• ÉNONCÉ: Mettez à jour les lignes en remplaçant "blurred background" par "dark background" et en laissant tout le reste inchangé. Commencez au début des lignes et arrêtez-vous après la ligne qui contient "pixel 61 61", celle-ci comprise.

------------------------------------------------

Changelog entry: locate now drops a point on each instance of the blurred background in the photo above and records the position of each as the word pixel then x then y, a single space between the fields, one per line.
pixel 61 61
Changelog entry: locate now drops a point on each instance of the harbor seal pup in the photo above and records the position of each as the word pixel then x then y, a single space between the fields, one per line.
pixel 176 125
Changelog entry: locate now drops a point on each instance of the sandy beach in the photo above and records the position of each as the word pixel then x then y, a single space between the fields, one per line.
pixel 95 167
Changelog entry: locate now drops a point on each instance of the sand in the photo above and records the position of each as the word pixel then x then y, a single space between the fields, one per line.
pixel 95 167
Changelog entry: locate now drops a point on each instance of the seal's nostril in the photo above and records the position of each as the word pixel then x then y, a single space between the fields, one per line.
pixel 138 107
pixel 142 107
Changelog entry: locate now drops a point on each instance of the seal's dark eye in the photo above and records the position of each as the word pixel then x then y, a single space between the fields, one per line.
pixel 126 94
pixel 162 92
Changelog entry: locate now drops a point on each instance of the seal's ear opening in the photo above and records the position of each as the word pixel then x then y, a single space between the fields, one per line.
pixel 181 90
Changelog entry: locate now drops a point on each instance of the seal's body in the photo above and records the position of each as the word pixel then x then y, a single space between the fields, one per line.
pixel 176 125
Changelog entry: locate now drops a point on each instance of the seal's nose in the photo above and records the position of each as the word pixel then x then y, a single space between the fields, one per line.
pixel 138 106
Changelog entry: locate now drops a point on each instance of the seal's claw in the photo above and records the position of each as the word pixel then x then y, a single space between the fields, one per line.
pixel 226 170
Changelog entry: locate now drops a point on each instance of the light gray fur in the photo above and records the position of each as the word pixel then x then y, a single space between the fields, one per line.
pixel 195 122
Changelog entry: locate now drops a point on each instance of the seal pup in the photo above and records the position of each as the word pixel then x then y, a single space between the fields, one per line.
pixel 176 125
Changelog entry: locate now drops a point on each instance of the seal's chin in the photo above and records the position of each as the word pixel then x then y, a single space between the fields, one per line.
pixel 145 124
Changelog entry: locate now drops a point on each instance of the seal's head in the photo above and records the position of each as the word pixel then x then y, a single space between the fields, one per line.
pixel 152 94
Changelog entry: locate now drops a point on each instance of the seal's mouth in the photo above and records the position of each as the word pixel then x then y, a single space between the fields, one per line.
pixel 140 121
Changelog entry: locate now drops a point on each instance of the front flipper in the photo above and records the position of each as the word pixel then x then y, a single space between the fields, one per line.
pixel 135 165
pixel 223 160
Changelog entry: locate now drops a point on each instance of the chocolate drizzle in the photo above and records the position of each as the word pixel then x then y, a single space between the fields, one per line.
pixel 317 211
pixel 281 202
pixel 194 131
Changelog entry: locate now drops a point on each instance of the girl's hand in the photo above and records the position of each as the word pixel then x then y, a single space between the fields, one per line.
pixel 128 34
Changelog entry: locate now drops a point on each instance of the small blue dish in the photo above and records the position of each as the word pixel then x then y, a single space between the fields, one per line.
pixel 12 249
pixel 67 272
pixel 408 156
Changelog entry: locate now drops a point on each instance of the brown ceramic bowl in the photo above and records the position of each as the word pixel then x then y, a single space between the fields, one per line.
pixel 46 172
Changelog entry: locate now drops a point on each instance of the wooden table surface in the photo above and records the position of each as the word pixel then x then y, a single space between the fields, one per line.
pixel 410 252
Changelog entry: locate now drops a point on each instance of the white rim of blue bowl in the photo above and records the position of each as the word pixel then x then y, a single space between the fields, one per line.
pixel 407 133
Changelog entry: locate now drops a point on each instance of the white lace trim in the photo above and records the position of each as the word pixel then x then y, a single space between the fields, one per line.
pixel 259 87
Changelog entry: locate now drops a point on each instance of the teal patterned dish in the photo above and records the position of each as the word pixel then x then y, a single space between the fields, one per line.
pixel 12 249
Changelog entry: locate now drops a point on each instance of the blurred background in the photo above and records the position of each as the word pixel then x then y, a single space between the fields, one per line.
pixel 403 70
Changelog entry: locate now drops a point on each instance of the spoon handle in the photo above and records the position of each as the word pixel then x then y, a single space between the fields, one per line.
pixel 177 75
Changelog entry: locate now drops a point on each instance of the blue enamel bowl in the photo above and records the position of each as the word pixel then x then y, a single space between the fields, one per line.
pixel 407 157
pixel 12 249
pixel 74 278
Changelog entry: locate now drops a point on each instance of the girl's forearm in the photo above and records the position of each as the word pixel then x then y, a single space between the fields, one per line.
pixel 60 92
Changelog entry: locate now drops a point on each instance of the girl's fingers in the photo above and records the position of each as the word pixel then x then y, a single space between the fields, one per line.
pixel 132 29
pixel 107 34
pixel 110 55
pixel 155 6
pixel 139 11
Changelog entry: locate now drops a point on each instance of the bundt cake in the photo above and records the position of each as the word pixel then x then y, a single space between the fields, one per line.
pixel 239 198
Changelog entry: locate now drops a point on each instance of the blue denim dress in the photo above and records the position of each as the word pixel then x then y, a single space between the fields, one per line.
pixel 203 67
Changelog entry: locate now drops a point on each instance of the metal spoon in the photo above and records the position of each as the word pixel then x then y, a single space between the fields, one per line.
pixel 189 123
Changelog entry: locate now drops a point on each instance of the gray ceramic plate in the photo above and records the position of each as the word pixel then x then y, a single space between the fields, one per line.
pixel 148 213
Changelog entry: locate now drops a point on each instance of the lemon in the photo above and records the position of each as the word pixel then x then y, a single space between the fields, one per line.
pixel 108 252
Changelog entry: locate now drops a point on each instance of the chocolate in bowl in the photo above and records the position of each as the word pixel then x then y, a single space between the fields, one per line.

------------------------------------------------

• RÉPONSE RÉDIGÉE:
Changelog entry: locate now drops a point on each instance of the dark background in the photo above and records the position of each as the word pixel then x then y, a single space between the fields, one per line.
pixel 61 61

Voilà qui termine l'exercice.